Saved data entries
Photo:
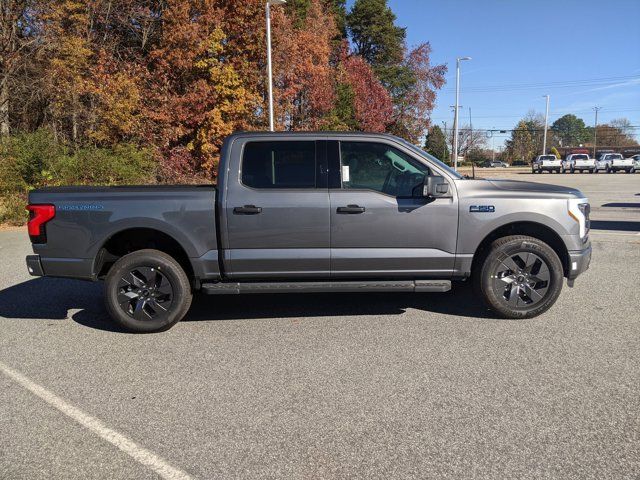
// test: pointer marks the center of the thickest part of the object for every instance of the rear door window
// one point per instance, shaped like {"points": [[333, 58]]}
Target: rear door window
{"points": [[279, 164]]}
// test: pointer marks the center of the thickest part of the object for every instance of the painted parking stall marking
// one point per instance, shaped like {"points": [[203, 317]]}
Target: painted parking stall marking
{"points": [[135, 451]]}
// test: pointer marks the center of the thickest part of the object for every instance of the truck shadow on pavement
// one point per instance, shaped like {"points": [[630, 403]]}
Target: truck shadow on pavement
{"points": [[59, 299]]}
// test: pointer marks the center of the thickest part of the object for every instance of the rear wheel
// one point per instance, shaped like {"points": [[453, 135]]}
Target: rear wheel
{"points": [[519, 277], [147, 291]]}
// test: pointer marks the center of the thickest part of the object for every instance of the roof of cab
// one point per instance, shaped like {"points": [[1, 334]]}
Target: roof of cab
{"points": [[312, 134]]}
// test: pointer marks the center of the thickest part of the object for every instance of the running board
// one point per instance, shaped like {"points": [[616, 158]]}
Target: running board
{"points": [[236, 288]]}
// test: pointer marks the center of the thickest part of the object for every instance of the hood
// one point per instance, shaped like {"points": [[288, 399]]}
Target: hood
{"points": [[518, 189]]}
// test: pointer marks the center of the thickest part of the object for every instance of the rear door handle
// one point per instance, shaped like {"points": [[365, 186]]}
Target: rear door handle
{"points": [[247, 210], [351, 209]]}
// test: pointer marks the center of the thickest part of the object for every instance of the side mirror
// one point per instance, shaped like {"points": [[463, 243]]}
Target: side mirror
{"points": [[435, 186]]}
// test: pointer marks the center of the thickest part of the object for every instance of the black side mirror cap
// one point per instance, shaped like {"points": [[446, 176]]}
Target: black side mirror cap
{"points": [[435, 186]]}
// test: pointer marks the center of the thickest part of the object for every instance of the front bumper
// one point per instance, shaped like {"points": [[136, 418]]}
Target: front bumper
{"points": [[579, 262]]}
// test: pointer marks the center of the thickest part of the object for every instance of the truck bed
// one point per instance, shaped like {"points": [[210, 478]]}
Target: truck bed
{"points": [[91, 220]]}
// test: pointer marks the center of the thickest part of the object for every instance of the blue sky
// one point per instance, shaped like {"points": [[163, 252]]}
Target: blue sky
{"points": [[582, 53]]}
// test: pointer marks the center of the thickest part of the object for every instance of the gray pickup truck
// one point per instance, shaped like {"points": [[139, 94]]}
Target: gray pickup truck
{"points": [[313, 212]]}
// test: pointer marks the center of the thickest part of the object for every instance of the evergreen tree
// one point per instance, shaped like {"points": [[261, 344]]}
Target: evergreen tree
{"points": [[380, 42], [570, 130]]}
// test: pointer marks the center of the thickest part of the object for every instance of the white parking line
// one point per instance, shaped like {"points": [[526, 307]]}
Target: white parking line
{"points": [[138, 453]]}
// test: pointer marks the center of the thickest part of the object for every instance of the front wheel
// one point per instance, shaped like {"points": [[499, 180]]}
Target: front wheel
{"points": [[147, 291], [519, 277]]}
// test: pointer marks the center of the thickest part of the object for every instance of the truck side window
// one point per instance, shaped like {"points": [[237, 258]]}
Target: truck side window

- _PROBLEM TO WORK ON_
Arrange every line of the items above as a numbered list, skipping blank lines and leaving out the pictures.

- _SOLUTION TO THIS TASK_
1. Photo:
2. // test: pointer marks the center of the thickest part of the object for every instance of the rear door window
3. // one point per instance, shaped like {"points": [[333, 58]]}
4. Target: rear door window
5. {"points": [[279, 164]]}
6. // test: pointer marks the center of the thickest part of the object for every instance of the painted parking stall marking
7. // one point per instance, shaped like {"points": [[203, 317]]}
8. Target: painted parking stall marking
9. {"points": [[135, 451]]}
10. // test: pointer marks the center of the thickest part of the object for every instance of the truck shadow on pavement
11. // one point per instance, shaped like {"points": [[630, 403]]}
12. Target: truck shadow on pavement
13. {"points": [[59, 299]]}
14. // test: pointer marks the center of the thickest part of the object for every instance of the rear wheel
15. // one point per instance, shaped like {"points": [[453, 135]]}
16. Target: rear wheel
17. {"points": [[519, 277], [147, 291]]}
18. // test: pointer marks the center of the thickest part of the object for every instance of the roof of cab
19. // one point per instance, shaped like {"points": [[1, 334]]}
20. Target: roof of cab
21. {"points": [[312, 134]]}
22. // test: pointer marks the center of the thickest part of the object for every instance of the running board
23. // one point per instance, shaped like {"points": [[616, 158]]}
24. Target: running board
25. {"points": [[236, 288]]}
26. // test: pointer marks the center of the thickest part of the object for every instance of the hood
27. // one point per instance, shaped like {"points": [[288, 399]]}
28. Target: hood
29. {"points": [[518, 189]]}
30. // test: pointer marks the center of the thickest part of the object for every instance of the rear door handle
31. // one point per instance, shaped like {"points": [[365, 186]]}
32. Target: rear door handle
33. {"points": [[247, 210], [351, 209]]}
34. // test: pointer marks the center of the thickest part of the object for every instance of the side mirror
35. // one point per instance, shaped like {"points": [[463, 243]]}
36. Target: side mirror
37. {"points": [[435, 186]]}
38. // test: pointer marks the center of the thickest part of the object for every instance of the black side mirror cap
39. // one point per instance, shaped like {"points": [[446, 176]]}
40. Target: black side mirror cap
41. {"points": [[435, 186]]}
42. // test: pointer marks the center of the thickest part of the object for every instance of the front bumper
43. // one point per instance, shaped like {"points": [[136, 418]]}
44. Target: front bumper
45. {"points": [[579, 262]]}
46. // test: pointer marks the center of the thickest part of the object for every instance of the truck bed
47. // one point per instance, shaped like {"points": [[210, 478]]}
48. Target: truck bed
49. {"points": [[91, 220]]}
50. // test: pointer marks the center of the thickest part of the object for every instance of the blue sky
51. // one point per instance, shaped like {"points": [[163, 252]]}
52. Target: blue sky
53. {"points": [[582, 53]]}
54. // test: pointer marks the center of the thickest part of the object for every instance of the gray pickup truck
55. // one point per instance, shaped like {"points": [[139, 94]]}
56. Target: gray pickup truck
57. {"points": [[313, 212]]}
58. // test: pointer marks the center of the thickest part of the object for every instance of the evergreen tree
59. // one point per instance, shaped like {"points": [[261, 344]]}
60. Target: evergreen tree
61. {"points": [[380, 42], [570, 130]]}
62. // test: pointer marks the center of the thickest part of the object for every instance of the white parking line
63. // one point per instance, shaped like {"points": [[526, 307]]}
64. Target: white parking line
65. {"points": [[138, 453]]}
66. // test: pointer marks the center of the thickest part of the object for every instance of the front wheel
67. // one point per instance, shaped like {"points": [[499, 180]]}
68. Target: front wheel
69. {"points": [[147, 291], [519, 277]]}
70. // test: pointer marks the center of the thickest part of the object for every instance of the truck side window
71. // one point per instance, shaped like {"points": [[237, 258]]}
72. Target: truck side window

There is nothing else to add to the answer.